>> Begin Data lines
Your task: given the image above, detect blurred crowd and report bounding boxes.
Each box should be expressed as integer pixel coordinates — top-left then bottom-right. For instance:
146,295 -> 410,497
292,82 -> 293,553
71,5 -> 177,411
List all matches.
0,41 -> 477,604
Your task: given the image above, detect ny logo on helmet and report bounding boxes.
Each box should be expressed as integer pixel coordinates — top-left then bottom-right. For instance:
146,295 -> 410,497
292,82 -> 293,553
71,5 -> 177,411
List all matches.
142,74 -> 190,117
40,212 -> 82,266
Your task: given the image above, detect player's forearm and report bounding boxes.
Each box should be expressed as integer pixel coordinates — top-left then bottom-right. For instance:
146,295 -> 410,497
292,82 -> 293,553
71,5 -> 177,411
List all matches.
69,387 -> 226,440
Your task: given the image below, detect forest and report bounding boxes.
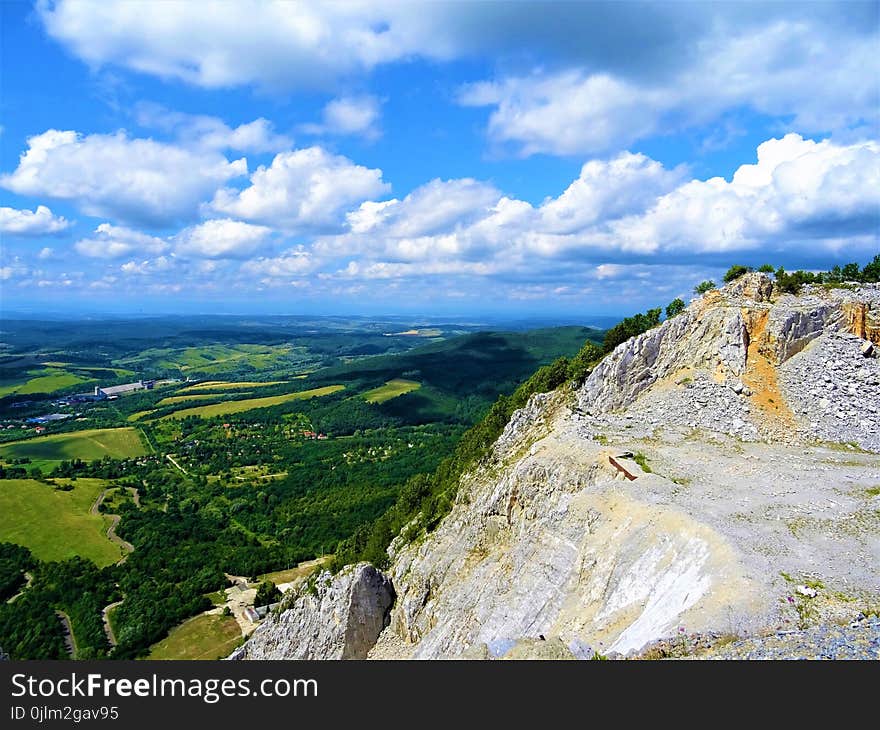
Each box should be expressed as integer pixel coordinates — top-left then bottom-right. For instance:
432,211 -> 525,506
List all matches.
0,322 -> 602,659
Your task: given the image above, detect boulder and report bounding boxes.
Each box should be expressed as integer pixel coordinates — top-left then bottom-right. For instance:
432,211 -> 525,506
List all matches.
229,563 -> 395,659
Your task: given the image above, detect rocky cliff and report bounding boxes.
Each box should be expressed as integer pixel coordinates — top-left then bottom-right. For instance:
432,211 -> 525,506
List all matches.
229,563 -> 394,659
232,274 -> 880,658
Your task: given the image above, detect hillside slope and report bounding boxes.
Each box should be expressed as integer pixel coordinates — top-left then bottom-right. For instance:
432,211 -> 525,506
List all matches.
232,274 -> 880,658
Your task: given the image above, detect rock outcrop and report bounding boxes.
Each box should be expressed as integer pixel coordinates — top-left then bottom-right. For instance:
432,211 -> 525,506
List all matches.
234,274 -> 880,659
229,563 -> 394,659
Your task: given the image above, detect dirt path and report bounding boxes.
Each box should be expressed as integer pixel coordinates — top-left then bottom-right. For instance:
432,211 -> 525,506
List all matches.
>> End Data lines
--- Written task ---
Please edit all of the material above by replacing "integer pixel coordinates" with "whole-number pixel coordinates" wherever it occurs, keeping everything else unchanged. Leave the pictures out of your version.

--- Response to the task ---
Your task: given the image above, detect blurred crowd and report bounding boxes.
Each box should be expressed as whole-number pixel coordinates — top-left then bottom-right. For instance:
146,295 -> 410,497
292,82 -> 293,553
71,5 -> 177,411
List all matches.
0,41 -> 477,604
Your task: given the image above, detect ny logo on helmet and report bounding boxes.
Each box should be expressed as whole-number pixel coordinates — top-left then bottom-right. For instance:
146,295 -> 410,497
292,82 -> 293,553
71,5 -> 177,411
List all matches.
142,74 -> 190,117
40,212 -> 82,266
Your task: given the image above, detect player's forearm and report bounding boxes.
Each box should be expressed as whole-number pixel coordinates — top-left then bottom-right. For instance:
146,295 -> 410,497
292,82 -> 293,553
71,5 -> 177,411
List all matches.
69,387 -> 226,440
Your task: given the image below, detect forest and report bounding boxes.
Each box should be expressed as whole-number pixel coordinates — top-left then bottom-right. For instance:
432,211 -> 525,506
List all matches.
0,322 -> 602,659
Your task: given the image above, detect boulder and report bounding boxes.
Each box should be expressed as whole-number pixel coordinates — top-left then bottom-right. For instance:
432,211 -> 525,506
List all matches.
229,563 -> 395,659
Your task: given the image above, detect rocky cliff and report bounding boxes.
Each box should be expressed as whole-number pixel coordinates — top-left then bottom-right. For instance:
432,211 -> 525,506
List all matches.
229,563 -> 394,659
232,274 -> 880,658
Your task: given the image above, detect hillside slope and report bounding boxes.
Each box should be expressed as whole-number pixel coordinates — top-left then bottom-right. For instance:
432,211 -> 525,506
List all matches.
232,274 -> 880,658
Your task: given the image above, detect rock outcrop and report bounding boxes.
Each box should be expressed as whole-number pixel coordinates — top-left then bottom-right. For instance:
432,211 -> 525,506
List all matches.
234,274 -> 880,659
229,563 -> 394,659
Your task: given the image above, detect dirt path and report bounding boxes.
Each box should be expressed as whole-number pixel coordinates — top-left then bottom-right. For instance:
432,211 -> 525,506
List all matches.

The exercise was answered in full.